→ **Provided text**

'''

Keeping trim is their way of life

By ELIZABETH BETTENDORF
Published May 6, 2005


Trim is trim.

Or is it?

A few years ago, Carl and Anne Decanini knew they had stumbled across something big when they held a garage sale of sorts to rid themselves of extra trim, tassels, tie-backs and hardware from their wholesale custom window treatment business.

Neighbors, decorators and friends snapped the stuff up so fast they decided they should have another sale.

They did, with the same result.

Anne, 39, a talented seamstress who has been winning accolades for her handiwork since her teens, makes wholesale window treatments, duvet covers, pillows and other decorative items for interior designers, builders and other clients who seek out her creative designs.

"She's the most talented person with a needle I've ever known," says Carl, a former coffee salesman from the Chicago area who met his wife on a blind date in Clearwater.

Now he runs the couple's S Dale Mabry business - A Trim and Design Shop - which they literally built from the ground up. Anne built the worktable and the wood rollers that hold the trim. Carl set up the computer network, built displays and shelving that hold thousands of tassels, fringe, cording and trim that Carl believes is the largest selection in the southeastern United States.

"Every dollar had to count," Anne explains. "We're not gamblers with our money. We've worked too long and hard. I've sewed all my life to make a living. We really vacillated about how much money to put into this, but we knew there was a market out there. So far, the store is growing slowly and steadily."

Their unusual mom-and-pop shop, which opened in November in Carriage Trade Plaza, caters to the interior design trade as well as do-it-yourselfers, Anne says.

Her drapery designs, pillows and duvet covers are displayed around the 2,000-square-foot space as examples of what can be done with the products they sell: from eyelash to pompom ball to brush-and-loop to Greek key border fringe. A feast for the eye, they are arranged by color from light to dark: burgundy, blue, green, taupe, black.

What you can't make with her trim, she will sew for you. Her specialty, she explains, is "soft goods for the home," including headboards, table rounds and cornices.

The store even attracts a following among fashion and handbag designers who come for the selection of exotic beaded fringe; churches purchase the huge broom-like tassels for decorative holiday banners; mothers groups from area schools buy trim to decorate pillows and other fundraising items.

The Decaninis pride themselves on competitive prices and the amount of trim they are able to keep in stock, partly because they go on regular buying trips and purchase in large quantities.

"Even reps from trim companies walk in the door and say, "Oh, my gosh. I've never seen so much trim,' " Carl says. "That's kind of a fun thing for us. There's nothing - not one kind of trim - you could ask for that we can't get you."

'''

→ **Material supplied**
'''

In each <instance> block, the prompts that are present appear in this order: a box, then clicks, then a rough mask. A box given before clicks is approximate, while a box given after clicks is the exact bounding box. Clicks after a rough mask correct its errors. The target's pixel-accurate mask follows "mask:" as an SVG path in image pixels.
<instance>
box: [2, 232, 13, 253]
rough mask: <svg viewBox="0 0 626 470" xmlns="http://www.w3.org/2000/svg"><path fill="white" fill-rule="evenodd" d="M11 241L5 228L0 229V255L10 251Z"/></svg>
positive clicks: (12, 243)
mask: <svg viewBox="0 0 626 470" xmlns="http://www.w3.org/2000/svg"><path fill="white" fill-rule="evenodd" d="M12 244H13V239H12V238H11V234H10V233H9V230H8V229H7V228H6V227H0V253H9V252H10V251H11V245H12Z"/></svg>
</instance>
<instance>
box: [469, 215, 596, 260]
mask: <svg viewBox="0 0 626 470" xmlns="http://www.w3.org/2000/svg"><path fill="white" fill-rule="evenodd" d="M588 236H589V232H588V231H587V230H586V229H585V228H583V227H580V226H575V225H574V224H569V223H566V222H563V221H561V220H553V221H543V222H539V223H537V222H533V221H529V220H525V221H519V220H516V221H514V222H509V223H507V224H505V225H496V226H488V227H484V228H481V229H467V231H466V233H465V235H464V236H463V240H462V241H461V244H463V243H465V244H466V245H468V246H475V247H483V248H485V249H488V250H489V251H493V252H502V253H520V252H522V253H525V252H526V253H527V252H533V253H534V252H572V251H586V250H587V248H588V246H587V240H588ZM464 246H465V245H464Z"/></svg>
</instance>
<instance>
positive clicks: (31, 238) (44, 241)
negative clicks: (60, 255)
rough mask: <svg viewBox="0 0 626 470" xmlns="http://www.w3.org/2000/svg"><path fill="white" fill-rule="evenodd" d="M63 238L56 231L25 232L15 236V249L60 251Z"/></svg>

'''

→ **What you should do**
Using the trim shop article, answer these questions:
1. What job did Carl Decanini have before?
2. In what month did the shop open, and in which plaza?
3. How large is the store's space?

→ **Completed task**
1. He was a coffee salesman from the Chicago area.
2. It opened in November in Carriage Trade Plaza.
3. It is 2,000 square feet.